--- The data ---

[Start of section]

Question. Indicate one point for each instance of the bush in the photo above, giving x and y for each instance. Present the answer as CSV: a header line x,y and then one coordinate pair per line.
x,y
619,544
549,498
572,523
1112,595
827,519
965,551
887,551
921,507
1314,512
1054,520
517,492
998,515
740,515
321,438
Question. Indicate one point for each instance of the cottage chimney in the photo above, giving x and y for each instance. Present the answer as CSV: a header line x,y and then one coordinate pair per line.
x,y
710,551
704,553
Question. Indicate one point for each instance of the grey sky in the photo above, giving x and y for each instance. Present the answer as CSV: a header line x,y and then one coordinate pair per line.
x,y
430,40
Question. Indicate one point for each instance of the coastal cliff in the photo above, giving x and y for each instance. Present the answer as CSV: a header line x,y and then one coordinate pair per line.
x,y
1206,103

[End of section]

--- Task objective ---
Without changing a word, restate the whole listing.

--- Answer space ---
Question. Indicate one point for each instance of the bush in the photo above, giving x and y for each instance. Present the answer as CSV: a header line x,y and then one coordinate pair per line.
x,y
619,544
549,498
572,523
1112,595
827,519
965,551
887,551
921,507
1314,512
1054,520
517,492
998,515
740,515
321,438
Question. Indicate one point for each instance of the cottage chimney in the photo above, giving x and y for each instance. Present the answer as CSV: a header line x,y and then one coordinate pair per line.
x,y
710,551
704,553
Question. Indicate one point for each instance of the grey sky in the photo above, giving x and y for each instance. Present the answer as CSV: a header line x,y and then one coordinate pair per line.
x,y
430,40
Question. Indicate one point for each instance of the coastal cliff in the photo above, giving x and y for each instance. Present the answer as CSV: a header line x,y and then one coordinate pair per line.
x,y
1206,103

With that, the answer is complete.